┌─ LISTING

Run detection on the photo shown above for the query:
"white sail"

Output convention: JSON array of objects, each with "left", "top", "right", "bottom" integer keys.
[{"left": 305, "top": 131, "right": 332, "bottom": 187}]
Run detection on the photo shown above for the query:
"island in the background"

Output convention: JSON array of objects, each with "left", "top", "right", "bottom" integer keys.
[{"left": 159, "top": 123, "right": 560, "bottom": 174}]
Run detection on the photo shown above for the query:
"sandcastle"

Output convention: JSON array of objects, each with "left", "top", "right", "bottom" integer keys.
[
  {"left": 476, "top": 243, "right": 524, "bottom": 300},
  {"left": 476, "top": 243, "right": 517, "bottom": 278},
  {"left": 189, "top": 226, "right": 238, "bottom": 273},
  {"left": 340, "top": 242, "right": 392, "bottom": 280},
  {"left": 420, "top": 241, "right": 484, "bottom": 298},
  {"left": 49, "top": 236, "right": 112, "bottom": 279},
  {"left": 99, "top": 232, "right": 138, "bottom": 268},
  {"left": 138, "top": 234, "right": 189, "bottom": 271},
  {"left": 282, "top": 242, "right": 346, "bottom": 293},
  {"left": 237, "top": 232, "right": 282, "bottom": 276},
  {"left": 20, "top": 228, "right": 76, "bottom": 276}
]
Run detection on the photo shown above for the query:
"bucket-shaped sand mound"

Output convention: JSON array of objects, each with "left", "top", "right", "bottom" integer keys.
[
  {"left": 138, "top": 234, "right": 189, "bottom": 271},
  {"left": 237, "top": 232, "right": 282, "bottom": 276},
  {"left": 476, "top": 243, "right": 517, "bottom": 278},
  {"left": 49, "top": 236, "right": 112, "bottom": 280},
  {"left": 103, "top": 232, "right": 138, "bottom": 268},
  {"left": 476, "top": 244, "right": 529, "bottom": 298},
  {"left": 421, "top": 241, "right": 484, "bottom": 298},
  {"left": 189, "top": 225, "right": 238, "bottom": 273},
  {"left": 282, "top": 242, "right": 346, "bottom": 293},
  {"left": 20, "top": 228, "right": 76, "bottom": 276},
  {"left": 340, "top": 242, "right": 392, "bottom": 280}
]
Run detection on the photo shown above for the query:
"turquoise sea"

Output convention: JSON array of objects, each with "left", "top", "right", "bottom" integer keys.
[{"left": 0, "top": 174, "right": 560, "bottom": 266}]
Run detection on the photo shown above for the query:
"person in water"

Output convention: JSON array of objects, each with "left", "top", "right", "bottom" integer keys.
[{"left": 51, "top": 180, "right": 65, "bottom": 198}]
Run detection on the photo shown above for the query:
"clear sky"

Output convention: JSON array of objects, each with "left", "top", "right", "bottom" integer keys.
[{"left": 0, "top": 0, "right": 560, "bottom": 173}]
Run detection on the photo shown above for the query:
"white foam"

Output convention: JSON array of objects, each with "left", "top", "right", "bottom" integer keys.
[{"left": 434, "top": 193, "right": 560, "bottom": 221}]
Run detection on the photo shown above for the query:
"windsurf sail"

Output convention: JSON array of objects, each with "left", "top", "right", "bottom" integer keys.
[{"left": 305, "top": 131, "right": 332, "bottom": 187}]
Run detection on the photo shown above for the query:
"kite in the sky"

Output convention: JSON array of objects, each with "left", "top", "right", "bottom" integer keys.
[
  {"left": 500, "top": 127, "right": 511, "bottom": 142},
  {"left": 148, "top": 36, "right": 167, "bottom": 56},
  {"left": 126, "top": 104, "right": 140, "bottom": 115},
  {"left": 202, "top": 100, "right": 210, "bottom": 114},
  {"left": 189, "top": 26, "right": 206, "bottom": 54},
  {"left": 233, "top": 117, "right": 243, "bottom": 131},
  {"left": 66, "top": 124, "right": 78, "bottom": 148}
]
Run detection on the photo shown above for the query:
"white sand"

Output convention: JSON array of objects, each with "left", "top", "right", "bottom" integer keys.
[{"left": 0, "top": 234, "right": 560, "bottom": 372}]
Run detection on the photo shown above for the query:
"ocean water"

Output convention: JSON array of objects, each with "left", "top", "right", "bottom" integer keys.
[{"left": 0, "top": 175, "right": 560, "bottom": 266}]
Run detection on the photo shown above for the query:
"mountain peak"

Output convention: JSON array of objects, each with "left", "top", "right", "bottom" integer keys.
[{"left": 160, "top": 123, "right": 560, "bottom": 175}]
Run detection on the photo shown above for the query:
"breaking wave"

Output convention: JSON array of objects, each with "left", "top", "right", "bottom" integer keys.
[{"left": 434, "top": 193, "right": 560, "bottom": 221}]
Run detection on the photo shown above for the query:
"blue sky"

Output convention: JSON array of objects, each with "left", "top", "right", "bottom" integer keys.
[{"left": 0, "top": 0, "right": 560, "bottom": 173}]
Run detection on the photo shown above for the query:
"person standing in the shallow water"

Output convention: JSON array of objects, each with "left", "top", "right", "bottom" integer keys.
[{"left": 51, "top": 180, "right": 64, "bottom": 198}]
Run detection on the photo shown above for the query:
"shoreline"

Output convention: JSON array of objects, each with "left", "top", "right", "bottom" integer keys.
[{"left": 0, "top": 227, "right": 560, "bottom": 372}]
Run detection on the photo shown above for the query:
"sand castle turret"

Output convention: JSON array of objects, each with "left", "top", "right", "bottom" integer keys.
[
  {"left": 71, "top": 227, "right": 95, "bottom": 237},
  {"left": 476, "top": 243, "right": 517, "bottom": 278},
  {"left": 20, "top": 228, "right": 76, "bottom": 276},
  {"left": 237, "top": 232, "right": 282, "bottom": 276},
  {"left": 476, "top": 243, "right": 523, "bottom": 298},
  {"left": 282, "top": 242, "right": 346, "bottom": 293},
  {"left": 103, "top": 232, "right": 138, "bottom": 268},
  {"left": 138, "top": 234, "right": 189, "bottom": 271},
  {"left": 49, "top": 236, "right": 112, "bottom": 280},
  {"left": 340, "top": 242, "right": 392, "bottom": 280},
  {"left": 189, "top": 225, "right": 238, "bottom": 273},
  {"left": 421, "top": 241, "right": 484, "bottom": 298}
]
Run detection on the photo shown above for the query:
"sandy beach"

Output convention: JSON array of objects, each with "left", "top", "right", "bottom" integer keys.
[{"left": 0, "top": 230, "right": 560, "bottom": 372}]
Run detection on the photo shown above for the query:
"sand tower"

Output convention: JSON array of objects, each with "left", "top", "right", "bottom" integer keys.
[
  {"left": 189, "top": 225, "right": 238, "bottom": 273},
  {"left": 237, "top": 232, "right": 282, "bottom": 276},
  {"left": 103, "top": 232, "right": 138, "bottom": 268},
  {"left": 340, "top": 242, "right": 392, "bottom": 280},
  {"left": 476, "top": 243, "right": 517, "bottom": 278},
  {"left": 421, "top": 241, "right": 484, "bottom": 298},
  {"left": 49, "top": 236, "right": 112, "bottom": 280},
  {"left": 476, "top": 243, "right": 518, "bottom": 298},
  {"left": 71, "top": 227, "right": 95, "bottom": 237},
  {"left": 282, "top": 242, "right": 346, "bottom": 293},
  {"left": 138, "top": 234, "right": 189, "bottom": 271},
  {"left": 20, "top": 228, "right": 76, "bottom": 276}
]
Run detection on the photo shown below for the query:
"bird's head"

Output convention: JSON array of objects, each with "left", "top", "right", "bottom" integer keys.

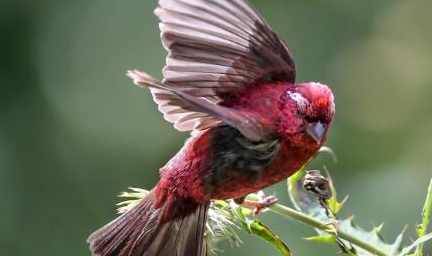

└─

▸ WHAT TO WORK ON
How many lines in the items above contain the string "water"? Reply with the number alone.

▸ RESULT FOR THIS EXERCISE
3